Task to carry out: Rewrite the records from the line with "I need to verify: does the image contain any patch" through the end of the records, keeping every line of text unchanged but raising each coordinate in the answers by 81.

## begin

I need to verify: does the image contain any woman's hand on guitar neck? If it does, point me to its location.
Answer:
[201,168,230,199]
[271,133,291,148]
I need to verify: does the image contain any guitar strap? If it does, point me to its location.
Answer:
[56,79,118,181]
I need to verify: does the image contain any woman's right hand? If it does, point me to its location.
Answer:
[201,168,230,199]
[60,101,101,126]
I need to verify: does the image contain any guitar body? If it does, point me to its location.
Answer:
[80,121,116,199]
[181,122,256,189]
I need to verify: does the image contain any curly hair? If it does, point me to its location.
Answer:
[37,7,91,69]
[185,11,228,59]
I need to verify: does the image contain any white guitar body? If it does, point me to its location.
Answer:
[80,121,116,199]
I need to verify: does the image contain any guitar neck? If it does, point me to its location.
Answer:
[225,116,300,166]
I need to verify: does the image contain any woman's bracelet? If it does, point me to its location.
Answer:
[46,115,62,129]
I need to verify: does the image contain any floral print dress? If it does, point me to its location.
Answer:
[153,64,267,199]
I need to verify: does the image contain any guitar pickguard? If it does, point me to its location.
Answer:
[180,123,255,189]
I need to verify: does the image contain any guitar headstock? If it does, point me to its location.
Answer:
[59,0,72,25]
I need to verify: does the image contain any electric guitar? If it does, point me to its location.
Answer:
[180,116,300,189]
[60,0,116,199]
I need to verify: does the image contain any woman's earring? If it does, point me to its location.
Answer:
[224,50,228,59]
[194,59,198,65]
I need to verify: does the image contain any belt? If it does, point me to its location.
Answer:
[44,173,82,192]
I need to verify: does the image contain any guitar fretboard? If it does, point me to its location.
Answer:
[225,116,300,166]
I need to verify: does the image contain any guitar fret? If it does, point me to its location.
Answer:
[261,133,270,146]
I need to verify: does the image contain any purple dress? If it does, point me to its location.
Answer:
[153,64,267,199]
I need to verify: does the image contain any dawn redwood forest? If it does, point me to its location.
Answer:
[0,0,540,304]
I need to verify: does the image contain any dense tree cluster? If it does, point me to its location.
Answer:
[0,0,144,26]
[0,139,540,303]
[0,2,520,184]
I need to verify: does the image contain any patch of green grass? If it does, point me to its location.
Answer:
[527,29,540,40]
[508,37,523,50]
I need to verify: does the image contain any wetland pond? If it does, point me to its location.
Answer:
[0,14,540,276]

## end

Answer for this exercise:
I need to verify: does the image contain any patch of green grass? If it does, point me to its location.
Answer:
[608,110,621,121]
[589,118,604,131]
I need to verify: does the image contain any wetland pond? If it does, point me to its location.
Answer:
[81,95,621,357]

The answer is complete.